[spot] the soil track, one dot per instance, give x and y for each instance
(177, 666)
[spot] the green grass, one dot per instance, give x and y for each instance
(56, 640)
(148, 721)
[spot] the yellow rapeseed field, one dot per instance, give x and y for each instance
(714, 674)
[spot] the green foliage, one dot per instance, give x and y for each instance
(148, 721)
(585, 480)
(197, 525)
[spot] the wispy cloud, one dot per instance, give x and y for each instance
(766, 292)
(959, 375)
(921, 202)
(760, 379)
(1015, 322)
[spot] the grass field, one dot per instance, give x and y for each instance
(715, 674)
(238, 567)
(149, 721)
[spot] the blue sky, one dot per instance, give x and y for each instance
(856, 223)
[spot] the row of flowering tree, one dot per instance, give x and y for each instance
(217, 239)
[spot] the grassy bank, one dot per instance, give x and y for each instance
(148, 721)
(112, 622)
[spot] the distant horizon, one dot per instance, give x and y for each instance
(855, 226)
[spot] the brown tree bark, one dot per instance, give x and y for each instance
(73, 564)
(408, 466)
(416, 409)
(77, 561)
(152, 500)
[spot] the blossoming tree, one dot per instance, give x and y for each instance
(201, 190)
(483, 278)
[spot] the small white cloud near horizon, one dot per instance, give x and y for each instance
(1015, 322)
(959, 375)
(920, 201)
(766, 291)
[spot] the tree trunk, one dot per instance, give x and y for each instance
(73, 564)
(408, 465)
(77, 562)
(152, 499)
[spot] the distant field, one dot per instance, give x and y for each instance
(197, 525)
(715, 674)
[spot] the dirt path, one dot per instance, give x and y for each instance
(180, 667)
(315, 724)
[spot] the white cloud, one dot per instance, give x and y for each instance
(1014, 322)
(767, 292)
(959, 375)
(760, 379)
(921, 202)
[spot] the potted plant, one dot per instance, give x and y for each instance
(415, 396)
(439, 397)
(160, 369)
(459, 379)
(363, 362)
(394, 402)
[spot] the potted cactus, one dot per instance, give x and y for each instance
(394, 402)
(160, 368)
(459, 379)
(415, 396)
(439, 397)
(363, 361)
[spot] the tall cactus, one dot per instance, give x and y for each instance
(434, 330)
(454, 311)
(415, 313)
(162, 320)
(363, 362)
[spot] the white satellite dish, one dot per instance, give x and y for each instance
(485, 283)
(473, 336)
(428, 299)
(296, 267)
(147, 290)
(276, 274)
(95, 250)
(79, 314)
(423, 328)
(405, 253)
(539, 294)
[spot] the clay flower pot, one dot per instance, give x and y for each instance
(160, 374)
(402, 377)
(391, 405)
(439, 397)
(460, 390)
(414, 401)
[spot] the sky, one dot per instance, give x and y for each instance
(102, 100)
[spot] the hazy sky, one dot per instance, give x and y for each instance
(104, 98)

[WHAT TO DO]
Copy all of the records above word for word, without changing anything.

[WRITTEN SOLUTION]
[spot] the soil track, one dot per instance, give x and y for each instance
(177, 666)
[spot] the green grass, one dot per instance, give x and y for each instance
(56, 640)
(148, 721)
[spot] the yellow rapeseed field, one dot per instance, give x and y for each instance
(714, 674)
[spot] the green foliage, one dot per instance, give x and y for each instance
(148, 721)
(585, 480)
(197, 525)
[spot] the wispy cloud, one dot per instance, give x and y for each instance
(766, 292)
(959, 375)
(921, 202)
(760, 379)
(1015, 322)
[spot] the grass field, one dot per instance, give x and y for each instance
(715, 674)
(238, 567)
(149, 721)
[spot] the blue sky, one dot per instance, give x and y for each instance
(856, 223)
[spot] the row of flowering tree, one dot per instance, give x and y for each instance
(217, 239)
[spot] the grassy bank, one dot per instance, give x and y for each instance
(148, 721)
(112, 622)
[spot] the distant horizon, one dot per instance, give x and y for each instance
(855, 226)
[spot] the brown tree bark, one dot per instance, give x and y for each instance
(73, 564)
(408, 466)
(416, 409)
(77, 561)
(152, 500)
[spot] the blossoming tree, one dot per instance, give x and y for each instance
(201, 190)
(483, 278)
[spot] the small white cloud near horizon, one dot per instance, give x and y for each instance
(1015, 322)
(959, 375)
(920, 201)
(766, 291)
[spot] the tree trunk, one dot per instance, give x and y for each instance
(73, 564)
(408, 465)
(77, 562)
(152, 499)
[spot] the distant field, one dot per instance, give x and y for each instance
(197, 525)
(715, 674)
[spot] the dirt path, one dot per instance, give x and y for each instance
(180, 667)
(315, 724)
[spot] the white cloud, one dot per instance, give x and y for each instance
(1014, 322)
(767, 292)
(959, 375)
(760, 379)
(921, 202)
[spot] the potted plant, one dot per instance, give x and y for each instance
(415, 396)
(439, 397)
(160, 369)
(459, 379)
(363, 362)
(394, 402)
[spot] the potted cactus, one dot per instance, give x and y for each instance
(394, 402)
(160, 368)
(459, 379)
(415, 396)
(439, 397)
(363, 361)
[spot] the tall cactus, one dot per instance, give x and y for each instance
(434, 330)
(454, 311)
(415, 313)
(162, 320)
(363, 362)
[spot] the white satellite dish, one dot per instance, give x and y for each instance
(485, 283)
(473, 336)
(428, 299)
(296, 267)
(147, 290)
(276, 274)
(95, 250)
(79, 314)
(423, 328)
(405, 253)
(539, 294)
[spot] the clay flower pot, one dot per instance, give x and y for each instance
(160, 374)
(402, 377)
(391, 405)
(439, 397)
(460, 390)
(414, 401)
[spot] the sky, one dot per instance, give x and y for each instance
(102, 100)
[spot] the hazy sky, one dot per instance, give x and y for each instance
(104, 98)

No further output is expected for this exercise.